PASSAGE FOR REVIEW:
____________________

Well-connected lobbyists made a killing in 2019 wooing City Hall and the City Council on an everything-but-the-kitchen-sink list of issues, raking in a cumulative $113.19 million, according to a new report by the City Clerk.

That eye-popping total represents a 10-percent hike from what the scale-tippers pulled down in 2018, underscoring just how loudly money talks in the political arena, watchdogs said.

“The increase in spending shows the well-heeled can spend for a megaphone compared to the average New Yorker, who speaks with a whisper,” said Blair Horner, of the New York Public Interest Research Group.

“It must be working or they wouldn’t be spending more dough on lobbying.”

Tops on the list for the third year running was Suri Kasirer’s firm, Kasirer LLC, which pocketed $14.3 million from its more than 200 clients, the report found.

Her sizable stable includes: PETA, which seeks better treatment for carriage horses and backs a proposed ban on furs; Tobacco Free Kids and the Cancer Society, which supported a ban on flavored e-cigarettes; NY1 owner Charter Communications, whose franchise needs to be renewed by the city; Uber, which is fighting city proposals to cap trips; and the consortium that sought to redevelop the area in Long Island City for the aborted Amazon campus.

“It’s not my first rodeo,” said Kasirer, who has built inroads with Mayor Bill de Blasio — plus Mayors Michael Bloomberg and Rudy Giuliani before him — as well as City Council Speaker Corey Johnson, who is widely considered a frontrunner to become the city’s next mayor.

“You have to build coalitions in both the council and the administration.”

The second-highest compensated firm was James Capalino & Associates, which earned $11.9 million in 2019.

____________________

INFORMATION GIVEN:
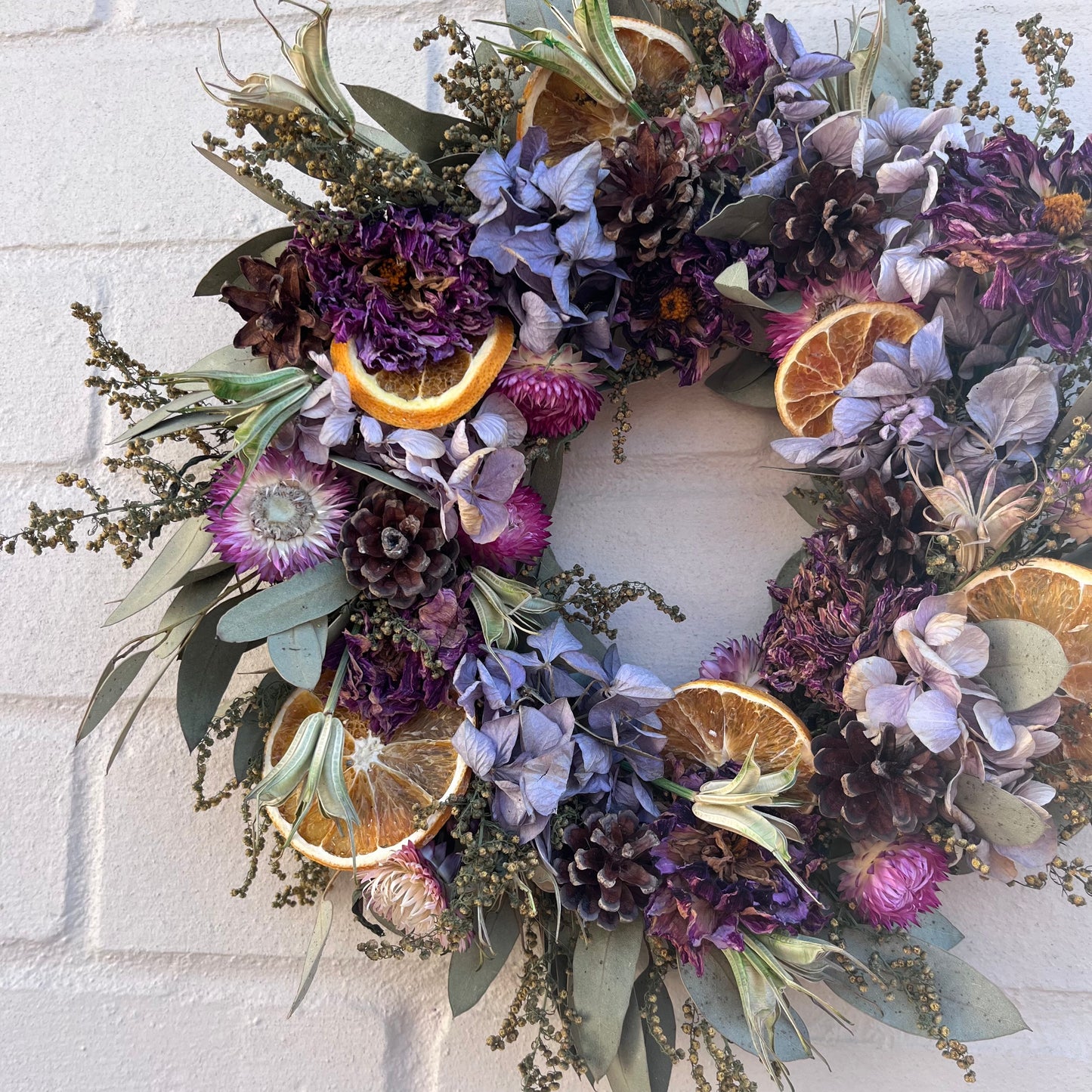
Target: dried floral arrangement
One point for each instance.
(360, 486)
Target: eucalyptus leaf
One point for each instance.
(115, 682)
(373, 472)
(312, 593)
(1027, 663)
(936, 930)
(471, 972)
(630, 1072)
(204, 672)
(314, 952)
(734, 284)
(973, 1008)
(246, 181)
(999, 817)
(177, 557)
(747, 220)
(419, 130)
(603, 972)
(716, 995)
(227, 268)
(297, 653)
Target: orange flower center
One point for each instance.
(1064, 214)
(676, 305)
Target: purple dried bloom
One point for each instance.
(404, 287)
(826, 621)
(1022, 211)
(675, 311)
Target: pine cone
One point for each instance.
(281, 320)
(878, 790)
(876, 529)
(827, 225)
(393, 547)
(651, 194)
(604, 869)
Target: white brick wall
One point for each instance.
(125, 964)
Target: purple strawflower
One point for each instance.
(893, 883)
(718, 885)
(388, 682)
(741, 662)
(284, 518)
(824, 623)
(403, 287)
(1021, 211)
(521, 543)
(673, 311)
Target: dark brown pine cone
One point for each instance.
(651, 194)
(281, 320)
(876, 530)
(604, 869)
(393, 547)
(876, 790)
(827, 225)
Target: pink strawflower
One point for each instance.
(892, 883)
(407, 891)
(284, 519)
(523, 540)
(736, 662)
(555, 391)
(819, 302)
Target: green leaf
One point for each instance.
(1027, 663)
(114, 682)
(603, 972)
(747, 220)
(973, 1008)
(314, 952)
(422, 131)
(206, 667)
(246, 181)
(937, 930)
(297, 653)
(471, 972)
(373, 472)
(734, 284)
(312, 593)
(227, 268)
(716, 994)
(999, 817)
(183, 551)
(630, 1072)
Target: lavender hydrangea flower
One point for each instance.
(405, 287)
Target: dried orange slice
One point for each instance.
(572, 118)
(1056, 595)
(438, 394)
(829, 355)
(713, 722)
(385, 781)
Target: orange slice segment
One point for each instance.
(714, 722)
(1056, 595)
(438, 394)
(387, 782)
(572, 118)
(829, 355)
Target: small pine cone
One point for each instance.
(604, 869)
(827, 226)
(393, 547)
(877, 530)
(651, 194)
(877, 790)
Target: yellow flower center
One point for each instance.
(676, 305)
(1064, 214)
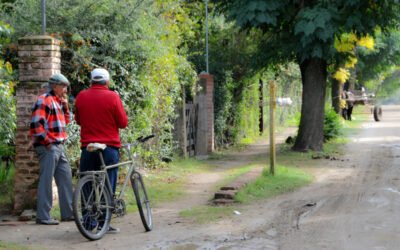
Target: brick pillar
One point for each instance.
(39, 59)
(205, 118)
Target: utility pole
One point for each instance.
(43, 7)
(207, 70)
(272, 104)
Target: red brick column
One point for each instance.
(205, 123)
(39, 58)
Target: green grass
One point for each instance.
(285, 180)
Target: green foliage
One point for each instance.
(139, 41)
(7, 92)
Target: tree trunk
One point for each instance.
(311, 135)
(336, 94)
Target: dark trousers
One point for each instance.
(91, 161)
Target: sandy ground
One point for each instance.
(353, 204)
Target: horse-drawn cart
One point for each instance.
(360, 97)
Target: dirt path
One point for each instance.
(353, 204)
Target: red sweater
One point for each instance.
(100, 113)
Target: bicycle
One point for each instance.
(93, 202)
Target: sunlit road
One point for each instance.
(358, 207)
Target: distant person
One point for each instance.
(100, 113)
(349, 104)
(50, 115)
(343, 104)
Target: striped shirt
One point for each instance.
(49, 120)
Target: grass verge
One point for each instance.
(285, 180)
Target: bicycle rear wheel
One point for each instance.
(92, 208)
(142, 201)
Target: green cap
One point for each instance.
(58, 79)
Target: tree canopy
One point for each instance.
(305, 31)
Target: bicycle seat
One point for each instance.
(91, 147)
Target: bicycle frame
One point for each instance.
(102, 173)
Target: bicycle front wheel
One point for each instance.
(92, 208)
(142, 201)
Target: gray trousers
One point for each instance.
(53, 162)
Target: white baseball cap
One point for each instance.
(100, 76)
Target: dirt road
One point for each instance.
(353, 204)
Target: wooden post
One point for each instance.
(272, 103)
(184, 124)
(261, 98)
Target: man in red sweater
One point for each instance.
(100, 113)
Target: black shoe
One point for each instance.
(71, 218)
(47, 222)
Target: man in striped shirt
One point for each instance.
(50, 115)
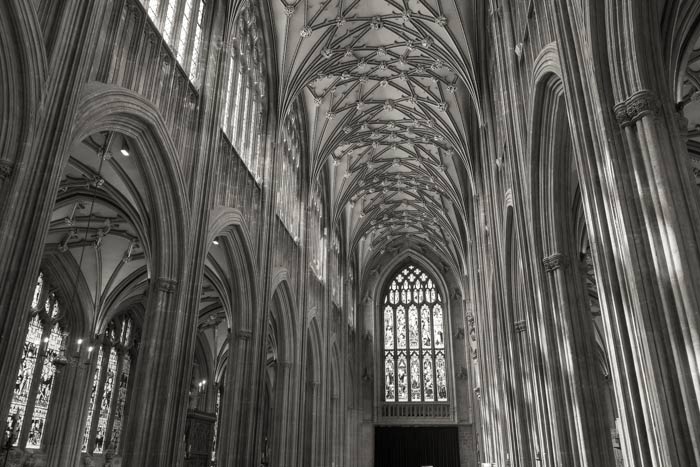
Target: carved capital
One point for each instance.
(642, 103)
(5, 170)
(620, 110)
(639, 105)
(166, 285)
(554, 261)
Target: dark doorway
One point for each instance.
(416, 447)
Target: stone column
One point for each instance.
(158, 406)
(29, 187)
(587, 440)
(237, 400)
(65, 422)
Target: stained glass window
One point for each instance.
(106, 415)
(414, 340)
(36, 372)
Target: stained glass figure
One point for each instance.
(93, 397)
(36, 373)
(414, 339)
(106, 402)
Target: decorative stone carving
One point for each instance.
(5, 170)
(642, 103)
(520, 326)
(639, 105)
(554, 261)
(166, 285)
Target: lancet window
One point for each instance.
(44, 343)
(289, 179)
(181, 22)
(244, 103)
(414, 339)
(113, 360)
(319, 234)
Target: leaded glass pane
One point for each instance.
(413, 327)
(93, 396)
(441, 376)
(121, 402)
(428, 376)
(169, 21)
(437, 326)
(415, 377)
(426, 335)
(43, 396)
(402, 374)
(389, 382)
(25, 374)
(106, 403)
(388, 328)
(416, 323)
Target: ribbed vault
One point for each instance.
(388, 87)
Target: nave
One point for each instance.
(350, 233)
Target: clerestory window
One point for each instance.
(414, 339)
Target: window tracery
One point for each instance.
(289, 180)
(110, 387)
(181, 24)
(244, 103)
(414, 340)
(43, 344)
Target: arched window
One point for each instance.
(110, 387)
(244, 102)
(35, 378)
(414, 339)
(289, 179)
(181, 24)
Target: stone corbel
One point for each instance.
(555, 261)
(639, 105)
(6, 168)
(166, 285)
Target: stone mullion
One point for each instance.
(114, 401)
(99, 394)
(34, 387)
(31, 186)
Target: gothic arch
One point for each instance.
(23, 67)
(228, 225)
(108, 107)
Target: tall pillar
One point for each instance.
(645, 223)
(158, 407)
(29, 186)
(65, 421)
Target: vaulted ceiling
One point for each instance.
(388, 87)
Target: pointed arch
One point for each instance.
(108, 107)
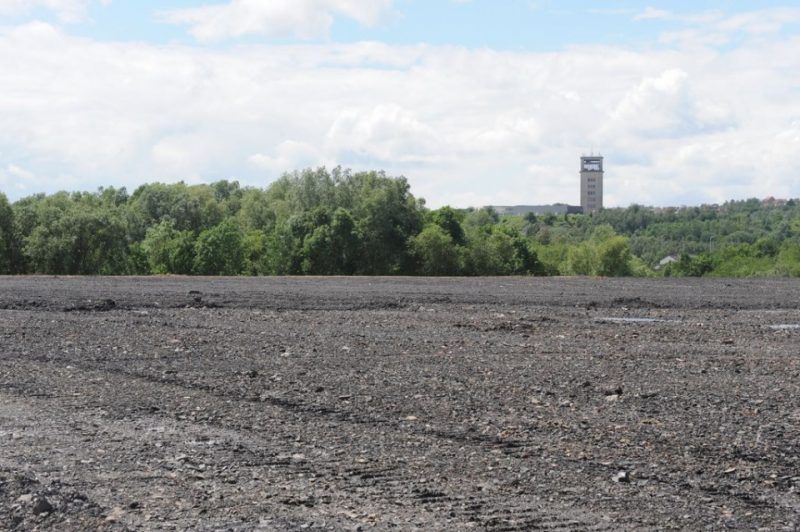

____________________

TASKS TO PERFORM:
A - List every client of Kasirer LLC that the lobbying article identifies by name.
B - Continue the article on New York City lobbying from its last sentence.
The records are separate material.

ANSWERS BY ITEM:
A - PETA, Tobacco Free Kids, the Cancer Society, Charter Communications, Uber

B -
Like Kasirer, Capalino also has decades-long ties to de Blasio and others in city government, and a diverse roster of clients that includes the Staten Island Mall, the Archdiocese of New York, vaping giant Juul Labs, Macy’s, New York University, UPS and more.

One of Kasirer’s clients, the pro-animal rights, anti-horse carriage group New Yorkers for Clean, Livable and Safe Streets — or NYCLASS — agreed in 2018 to pay state run-watchdog the Joint Commission on Public Ethics a $10,000 fine to settle allegations of lobbying-act violations after donating $75,000 to the Campaign for One New York, a de Blasio-controlled advocacy group.

In the same year, Capalino paid a $40,000 fine to JCOPE to settle accusations of lobbying violations, admitting he personally contributed $10,000 to de Blasio’s CONY and secured another $90,000 in contributions from nine clients who retained him to lobby the city, the mayor and his senior staff.

The Bolton – St. John’s firm came in a distant third in the city clerk’s report, earning $5.6 million in 2019.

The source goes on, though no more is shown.